+++ Text block

AT A GLANCE
This 7 day safari will take to you to two of Namibia’s must see natural wonders, starting in Etosha which,one of Africa’s best game viewing destinations. We will stop over in Windhoek whereafter we will visit the Namib Desert and Sossusvlei, home to some of the highest sand dunes in the world. The safari promises a wonderful trip with our expert-guide, showing you extraordinary wildlife & mammals, beautiful landscapes and unique birds in the country of Namibia.

++++++
+++ Supplied information

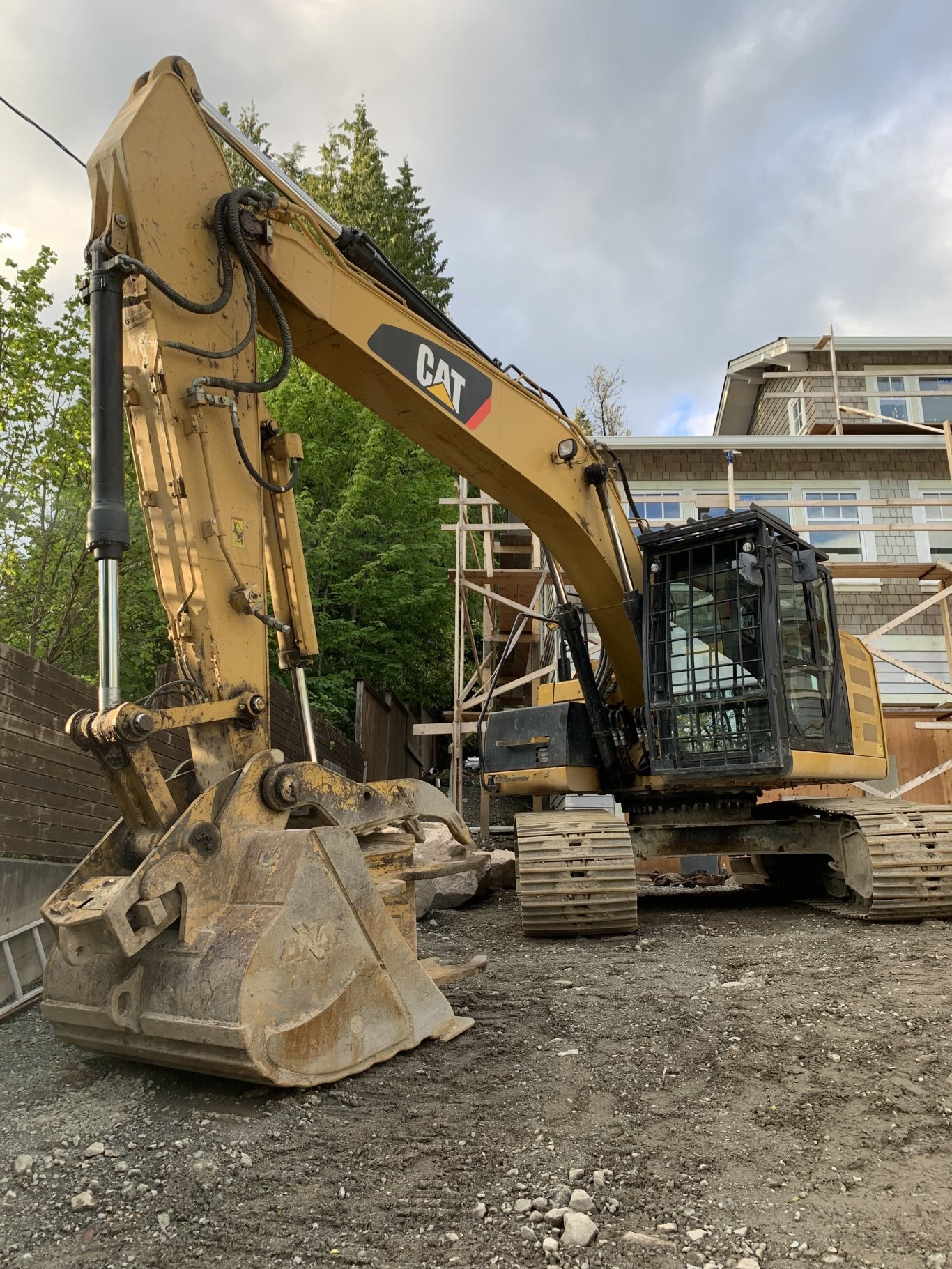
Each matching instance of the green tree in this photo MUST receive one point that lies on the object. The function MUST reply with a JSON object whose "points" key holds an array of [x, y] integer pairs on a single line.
{"points": [[604, 409], [47, 580], [369, 499]]}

++++++

## Exercises to complete
**A)** In the Namibia safari overview, do these statements agree with the text: (i) the safari lasts seven days, (ii) the route includes a stop in Windhoek, (iii) the safari begins at Sossusvlei? For each, answer yes or no and quote the deciding words.
**B)** Write the next part of the Namibia safari overview, picking up after its final sentence.
The lines above stand as their own material, apart from the Namibia safari overview.

## Task responses
**A)**
(i) Yes: "This 7 day safari"
(ii) Yes: "We will stop over in Windhoek"
(iii) No: "starting in Etosha"

**B)**
This Private Guided Safari can be booked for any date as per your planned travel dates
Arrival in Windhoek, drive to Etosha National Park
Welcome to Namibia! Your Nature Travel Namibia guide will pick you up this morning at your hotel in the city, or at the Hosea Kutako International Airport outside of the city if you flew in. After loading your luggage into one of our comfortable airconditioned vehicles, we will start making our way to our destination; the world famous Etosha National Park!We will only be driving through Windhoek today, but if you have an extra day or two it is a very interesting small city to visit, with many top attractions close by. It sits at 1,700 metres (5,600 feet) above sea level (12th highest capital in the world) in the Khomas Hochland plateau area between the Auas and Eros mountain ranges. It is home to about 400,000 people at a low density of only 63 people per square kilometre and has over 300 sunny days per year.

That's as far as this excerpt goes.